━━━━━ Entries provided ━━━━━

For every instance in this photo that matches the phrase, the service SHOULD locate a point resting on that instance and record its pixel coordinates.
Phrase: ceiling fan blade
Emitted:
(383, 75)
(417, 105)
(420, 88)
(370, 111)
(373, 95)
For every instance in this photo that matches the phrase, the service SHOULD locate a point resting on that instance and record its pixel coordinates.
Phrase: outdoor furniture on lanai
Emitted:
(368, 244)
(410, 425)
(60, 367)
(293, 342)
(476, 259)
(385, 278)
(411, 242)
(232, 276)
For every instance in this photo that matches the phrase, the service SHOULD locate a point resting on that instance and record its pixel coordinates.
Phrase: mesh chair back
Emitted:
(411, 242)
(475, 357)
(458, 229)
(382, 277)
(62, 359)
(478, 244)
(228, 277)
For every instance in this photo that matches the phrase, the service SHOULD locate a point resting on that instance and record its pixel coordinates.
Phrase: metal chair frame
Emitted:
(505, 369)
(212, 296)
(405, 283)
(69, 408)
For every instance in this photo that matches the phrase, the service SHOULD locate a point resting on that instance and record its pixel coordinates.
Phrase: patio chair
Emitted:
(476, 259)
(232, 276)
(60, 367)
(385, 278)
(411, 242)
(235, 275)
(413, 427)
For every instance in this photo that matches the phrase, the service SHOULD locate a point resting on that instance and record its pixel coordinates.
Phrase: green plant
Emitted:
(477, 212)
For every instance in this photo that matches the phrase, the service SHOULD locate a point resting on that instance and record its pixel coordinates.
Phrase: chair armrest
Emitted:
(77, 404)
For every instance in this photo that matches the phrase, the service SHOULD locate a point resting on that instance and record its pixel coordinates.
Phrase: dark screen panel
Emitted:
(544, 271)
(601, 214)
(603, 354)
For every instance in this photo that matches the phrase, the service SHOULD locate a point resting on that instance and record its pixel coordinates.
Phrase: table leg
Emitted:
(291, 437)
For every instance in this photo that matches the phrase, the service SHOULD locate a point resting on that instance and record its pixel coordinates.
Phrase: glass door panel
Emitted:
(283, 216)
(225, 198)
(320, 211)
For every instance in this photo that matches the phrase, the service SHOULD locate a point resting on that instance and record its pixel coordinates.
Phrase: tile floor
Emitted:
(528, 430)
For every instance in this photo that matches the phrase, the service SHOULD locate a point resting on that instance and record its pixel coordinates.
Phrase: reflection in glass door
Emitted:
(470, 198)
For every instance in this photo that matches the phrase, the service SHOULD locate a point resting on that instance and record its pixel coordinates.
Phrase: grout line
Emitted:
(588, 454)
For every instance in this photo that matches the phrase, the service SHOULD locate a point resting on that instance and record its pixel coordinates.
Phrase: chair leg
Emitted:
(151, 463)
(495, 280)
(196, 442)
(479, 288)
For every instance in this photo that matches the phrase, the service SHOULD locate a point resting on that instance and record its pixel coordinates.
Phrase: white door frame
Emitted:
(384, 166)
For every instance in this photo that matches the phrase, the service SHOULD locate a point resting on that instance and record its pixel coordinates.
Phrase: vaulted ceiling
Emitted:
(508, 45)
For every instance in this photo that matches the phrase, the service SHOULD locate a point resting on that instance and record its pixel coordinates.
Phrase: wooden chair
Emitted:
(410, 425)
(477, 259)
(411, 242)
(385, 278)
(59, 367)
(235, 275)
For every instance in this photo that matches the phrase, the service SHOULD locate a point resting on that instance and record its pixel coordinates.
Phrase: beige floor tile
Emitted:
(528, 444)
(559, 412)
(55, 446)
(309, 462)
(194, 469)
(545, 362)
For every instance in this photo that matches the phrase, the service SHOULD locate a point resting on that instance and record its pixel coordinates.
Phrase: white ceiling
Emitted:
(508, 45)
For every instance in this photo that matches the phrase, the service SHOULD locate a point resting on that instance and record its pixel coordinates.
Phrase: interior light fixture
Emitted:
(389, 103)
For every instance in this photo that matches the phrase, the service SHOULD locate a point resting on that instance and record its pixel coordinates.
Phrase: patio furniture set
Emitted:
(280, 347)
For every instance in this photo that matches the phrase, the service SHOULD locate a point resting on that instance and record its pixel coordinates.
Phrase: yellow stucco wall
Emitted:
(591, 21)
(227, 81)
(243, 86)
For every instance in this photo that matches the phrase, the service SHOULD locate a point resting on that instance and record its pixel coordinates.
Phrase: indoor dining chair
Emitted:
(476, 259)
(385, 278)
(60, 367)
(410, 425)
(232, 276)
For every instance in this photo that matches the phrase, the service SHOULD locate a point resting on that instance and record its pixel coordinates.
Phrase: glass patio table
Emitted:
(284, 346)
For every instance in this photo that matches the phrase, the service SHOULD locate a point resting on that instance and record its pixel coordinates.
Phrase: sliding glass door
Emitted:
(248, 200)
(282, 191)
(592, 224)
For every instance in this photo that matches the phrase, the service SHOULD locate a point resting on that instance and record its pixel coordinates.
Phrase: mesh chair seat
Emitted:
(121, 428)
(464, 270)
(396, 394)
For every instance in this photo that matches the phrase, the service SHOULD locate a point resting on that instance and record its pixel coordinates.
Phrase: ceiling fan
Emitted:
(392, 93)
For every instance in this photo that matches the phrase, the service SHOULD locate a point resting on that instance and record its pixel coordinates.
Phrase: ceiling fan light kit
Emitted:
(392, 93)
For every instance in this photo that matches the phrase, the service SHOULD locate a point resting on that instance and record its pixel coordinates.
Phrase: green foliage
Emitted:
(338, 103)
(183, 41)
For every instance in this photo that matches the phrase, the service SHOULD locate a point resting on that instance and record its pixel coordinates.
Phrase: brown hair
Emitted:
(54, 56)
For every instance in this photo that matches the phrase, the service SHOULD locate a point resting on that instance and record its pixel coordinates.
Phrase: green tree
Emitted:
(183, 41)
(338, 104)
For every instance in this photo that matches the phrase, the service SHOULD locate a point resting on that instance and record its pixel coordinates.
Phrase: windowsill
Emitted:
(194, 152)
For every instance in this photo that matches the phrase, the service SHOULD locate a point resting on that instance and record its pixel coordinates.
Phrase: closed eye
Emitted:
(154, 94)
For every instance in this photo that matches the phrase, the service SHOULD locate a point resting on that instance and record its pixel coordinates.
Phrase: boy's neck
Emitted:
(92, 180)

━━━━━

Exercise aim:
Report the number of lines in the records that hold "furniture" and write no other words.

Response to this exercise:
2